What you need to do ▸ Give back the line below containing "occurrences of train" and every later line, exactly.

Start of Excerpted data

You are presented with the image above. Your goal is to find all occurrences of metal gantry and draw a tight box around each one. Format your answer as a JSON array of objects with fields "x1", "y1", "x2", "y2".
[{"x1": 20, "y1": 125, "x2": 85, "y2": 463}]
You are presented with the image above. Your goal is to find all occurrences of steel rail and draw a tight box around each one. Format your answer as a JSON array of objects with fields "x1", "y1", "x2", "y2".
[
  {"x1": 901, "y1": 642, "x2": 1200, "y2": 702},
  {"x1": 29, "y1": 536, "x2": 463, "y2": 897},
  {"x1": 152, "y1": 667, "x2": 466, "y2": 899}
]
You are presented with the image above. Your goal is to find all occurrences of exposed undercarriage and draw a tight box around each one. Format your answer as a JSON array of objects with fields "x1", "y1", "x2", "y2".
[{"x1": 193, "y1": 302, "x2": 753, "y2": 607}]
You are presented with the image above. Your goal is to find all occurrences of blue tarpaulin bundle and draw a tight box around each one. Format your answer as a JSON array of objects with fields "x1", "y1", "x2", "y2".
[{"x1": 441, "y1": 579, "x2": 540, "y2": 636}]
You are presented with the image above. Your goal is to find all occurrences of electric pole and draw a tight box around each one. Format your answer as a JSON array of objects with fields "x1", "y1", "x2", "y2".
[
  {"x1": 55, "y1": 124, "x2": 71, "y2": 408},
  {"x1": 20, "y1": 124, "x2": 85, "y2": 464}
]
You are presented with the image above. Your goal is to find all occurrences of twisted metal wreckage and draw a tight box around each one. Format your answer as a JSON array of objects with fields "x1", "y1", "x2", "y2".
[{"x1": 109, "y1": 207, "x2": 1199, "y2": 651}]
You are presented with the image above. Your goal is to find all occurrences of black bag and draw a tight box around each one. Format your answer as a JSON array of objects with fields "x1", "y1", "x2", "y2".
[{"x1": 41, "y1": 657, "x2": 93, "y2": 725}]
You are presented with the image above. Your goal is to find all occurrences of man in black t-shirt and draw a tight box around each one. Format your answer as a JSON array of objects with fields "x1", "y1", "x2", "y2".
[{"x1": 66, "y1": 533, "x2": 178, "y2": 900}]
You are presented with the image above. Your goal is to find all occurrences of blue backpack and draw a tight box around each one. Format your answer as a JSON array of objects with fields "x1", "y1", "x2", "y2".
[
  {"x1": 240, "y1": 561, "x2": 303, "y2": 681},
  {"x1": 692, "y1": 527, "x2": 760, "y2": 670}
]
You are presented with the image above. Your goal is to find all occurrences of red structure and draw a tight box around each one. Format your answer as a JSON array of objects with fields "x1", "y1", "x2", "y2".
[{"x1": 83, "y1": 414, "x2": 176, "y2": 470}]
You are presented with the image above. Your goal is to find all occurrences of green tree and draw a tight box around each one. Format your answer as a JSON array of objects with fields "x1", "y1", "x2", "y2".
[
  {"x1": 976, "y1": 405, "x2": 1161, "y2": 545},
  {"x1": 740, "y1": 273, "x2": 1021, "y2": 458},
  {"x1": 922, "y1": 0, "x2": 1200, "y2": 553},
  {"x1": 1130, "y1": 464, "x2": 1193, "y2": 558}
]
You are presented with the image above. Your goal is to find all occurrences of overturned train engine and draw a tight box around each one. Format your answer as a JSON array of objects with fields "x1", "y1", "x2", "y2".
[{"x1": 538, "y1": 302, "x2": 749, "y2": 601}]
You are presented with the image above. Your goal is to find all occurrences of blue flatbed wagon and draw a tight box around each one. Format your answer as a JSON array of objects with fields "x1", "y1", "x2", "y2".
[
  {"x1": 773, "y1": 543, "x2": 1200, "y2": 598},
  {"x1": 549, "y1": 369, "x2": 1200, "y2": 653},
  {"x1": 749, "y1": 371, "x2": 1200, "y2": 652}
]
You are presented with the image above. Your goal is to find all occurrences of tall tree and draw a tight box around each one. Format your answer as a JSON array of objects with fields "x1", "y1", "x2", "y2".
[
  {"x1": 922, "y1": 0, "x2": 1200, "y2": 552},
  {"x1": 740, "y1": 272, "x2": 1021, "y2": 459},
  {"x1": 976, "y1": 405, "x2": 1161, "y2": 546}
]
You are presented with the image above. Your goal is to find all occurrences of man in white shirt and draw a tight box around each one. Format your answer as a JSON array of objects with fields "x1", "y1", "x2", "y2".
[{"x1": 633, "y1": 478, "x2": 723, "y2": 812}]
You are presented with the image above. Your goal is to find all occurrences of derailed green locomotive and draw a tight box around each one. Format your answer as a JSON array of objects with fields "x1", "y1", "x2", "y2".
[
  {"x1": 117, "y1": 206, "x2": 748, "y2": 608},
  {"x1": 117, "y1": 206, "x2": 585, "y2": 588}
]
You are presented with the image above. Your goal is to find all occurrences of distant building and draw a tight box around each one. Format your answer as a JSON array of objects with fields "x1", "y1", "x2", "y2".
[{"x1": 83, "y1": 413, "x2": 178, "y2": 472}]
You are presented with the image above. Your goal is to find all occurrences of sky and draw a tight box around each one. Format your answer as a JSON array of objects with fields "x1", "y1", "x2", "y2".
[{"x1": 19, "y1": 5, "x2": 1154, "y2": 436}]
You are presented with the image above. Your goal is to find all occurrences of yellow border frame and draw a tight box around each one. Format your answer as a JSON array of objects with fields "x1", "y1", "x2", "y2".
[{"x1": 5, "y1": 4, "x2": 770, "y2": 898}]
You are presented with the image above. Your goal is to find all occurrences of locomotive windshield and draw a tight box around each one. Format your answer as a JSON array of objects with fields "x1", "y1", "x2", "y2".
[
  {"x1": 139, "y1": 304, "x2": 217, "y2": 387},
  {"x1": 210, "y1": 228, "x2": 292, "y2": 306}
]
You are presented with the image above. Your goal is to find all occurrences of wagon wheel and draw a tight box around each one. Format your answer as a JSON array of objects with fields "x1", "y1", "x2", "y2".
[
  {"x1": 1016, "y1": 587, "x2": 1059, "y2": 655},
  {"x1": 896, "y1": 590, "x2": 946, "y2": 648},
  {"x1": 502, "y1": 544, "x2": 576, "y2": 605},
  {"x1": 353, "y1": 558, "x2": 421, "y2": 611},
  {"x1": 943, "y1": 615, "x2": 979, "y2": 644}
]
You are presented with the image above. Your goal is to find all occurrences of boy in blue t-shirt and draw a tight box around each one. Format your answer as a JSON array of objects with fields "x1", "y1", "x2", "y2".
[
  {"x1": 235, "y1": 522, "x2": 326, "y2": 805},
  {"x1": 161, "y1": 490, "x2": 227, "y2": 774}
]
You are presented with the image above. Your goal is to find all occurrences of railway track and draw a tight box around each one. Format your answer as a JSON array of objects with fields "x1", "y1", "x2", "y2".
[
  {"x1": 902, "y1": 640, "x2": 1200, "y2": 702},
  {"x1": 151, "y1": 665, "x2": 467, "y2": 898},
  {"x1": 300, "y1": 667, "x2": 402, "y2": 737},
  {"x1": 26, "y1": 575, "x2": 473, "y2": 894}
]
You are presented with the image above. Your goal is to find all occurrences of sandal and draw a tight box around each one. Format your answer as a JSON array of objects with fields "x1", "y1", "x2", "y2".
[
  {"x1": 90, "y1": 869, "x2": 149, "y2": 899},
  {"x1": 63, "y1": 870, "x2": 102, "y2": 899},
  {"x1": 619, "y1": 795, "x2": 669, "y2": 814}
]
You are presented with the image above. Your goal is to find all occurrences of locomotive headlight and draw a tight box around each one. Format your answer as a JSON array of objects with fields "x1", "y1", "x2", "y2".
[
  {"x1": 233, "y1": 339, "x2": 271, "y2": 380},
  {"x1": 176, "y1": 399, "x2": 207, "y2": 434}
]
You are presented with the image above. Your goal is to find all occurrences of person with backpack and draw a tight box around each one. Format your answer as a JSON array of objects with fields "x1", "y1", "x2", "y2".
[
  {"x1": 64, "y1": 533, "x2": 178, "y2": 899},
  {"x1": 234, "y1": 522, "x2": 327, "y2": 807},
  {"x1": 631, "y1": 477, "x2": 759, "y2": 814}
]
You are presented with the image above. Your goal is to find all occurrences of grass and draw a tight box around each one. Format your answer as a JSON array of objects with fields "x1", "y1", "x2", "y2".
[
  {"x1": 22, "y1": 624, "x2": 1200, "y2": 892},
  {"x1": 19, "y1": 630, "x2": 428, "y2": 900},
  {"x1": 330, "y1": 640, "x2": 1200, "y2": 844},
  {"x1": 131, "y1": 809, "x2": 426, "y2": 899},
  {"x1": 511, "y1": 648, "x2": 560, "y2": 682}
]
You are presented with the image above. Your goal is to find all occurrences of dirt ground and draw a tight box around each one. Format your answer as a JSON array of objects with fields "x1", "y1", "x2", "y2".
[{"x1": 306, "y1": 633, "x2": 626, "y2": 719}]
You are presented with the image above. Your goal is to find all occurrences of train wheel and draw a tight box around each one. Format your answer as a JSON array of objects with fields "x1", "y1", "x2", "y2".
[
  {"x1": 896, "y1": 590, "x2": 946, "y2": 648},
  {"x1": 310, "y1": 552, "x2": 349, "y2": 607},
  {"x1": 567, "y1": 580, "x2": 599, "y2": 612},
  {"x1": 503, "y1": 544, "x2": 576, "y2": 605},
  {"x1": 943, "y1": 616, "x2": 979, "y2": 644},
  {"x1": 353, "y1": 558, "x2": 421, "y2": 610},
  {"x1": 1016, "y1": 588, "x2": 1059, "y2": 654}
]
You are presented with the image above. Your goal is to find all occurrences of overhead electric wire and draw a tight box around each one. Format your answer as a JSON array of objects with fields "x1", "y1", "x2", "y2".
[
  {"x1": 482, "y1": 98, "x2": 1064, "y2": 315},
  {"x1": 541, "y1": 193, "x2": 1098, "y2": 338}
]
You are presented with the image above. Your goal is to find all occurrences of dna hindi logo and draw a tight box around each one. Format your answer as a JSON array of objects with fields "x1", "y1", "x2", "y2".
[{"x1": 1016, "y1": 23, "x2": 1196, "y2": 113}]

End of Excerpted data

Solution for this task ▸
You are presented with the image above. Your goal is to find all occurrences of train wheel and draw a tight box around each one. Format your answer as a JSON array of objects with fields "x1", "y1", "x2", "y2".
[
  {"x1": 896, "y1": 590, "x2": 946, "y2": 648},
  {"x1": 310, "y1": 552, "x2": 349, "y2": 607},
  {"x1": 567, "y1": 580, "x2": 599, "y2": 612},
  {"x1": 503, "y1": 544, "x2": 576, "y2": 605},
  {"x1": 943, "y1": 616, "x2": 979, "y2": 644},
  {"x1": 353, "y1": 558, "x2": 421, "y2": 610},
  {"x1": 1016, "y1": 588, "x2": 1059, "y2": 654}
]
You are presented with the image above. Your goal is to find all occurrences of overhead electric wire and draw a tight box around each one. Format your answer as a JSON array of objects with fields "x1", "y1", "x2", "y2".
[
  {"x1": 482, "y1": 98, "x2": 1064, "y2": 315},
  {"x1": 541, "y1": 193, "x2": 1098, "y2": 338}
]
You are presented with the image above. Your goal is to find all occurrences of dna hindi logo and draw a tight box around each one. Format your answer as a JSON array of objects with fields "x1", "y1", "x2", "y2".
[{"x1": 1016, "y1": 23, "x2": 1196, "y2": 113}]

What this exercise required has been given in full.